▶ _WRITTEN PROBLEM_
Reproduce the lines below word for word, omitting the pictures.

-- START OF SOURCE DATA --

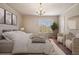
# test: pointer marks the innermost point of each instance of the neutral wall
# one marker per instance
(8, 8)
(73, 11)
(30, 23)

-- END OF SOURCE DATA --

▶ _TASK RESPONSE_
# test: pointer marks the innermost point of each instance of the neutral wall
# one marker per instance
(8, 8)
(73, 11)
(30, 23)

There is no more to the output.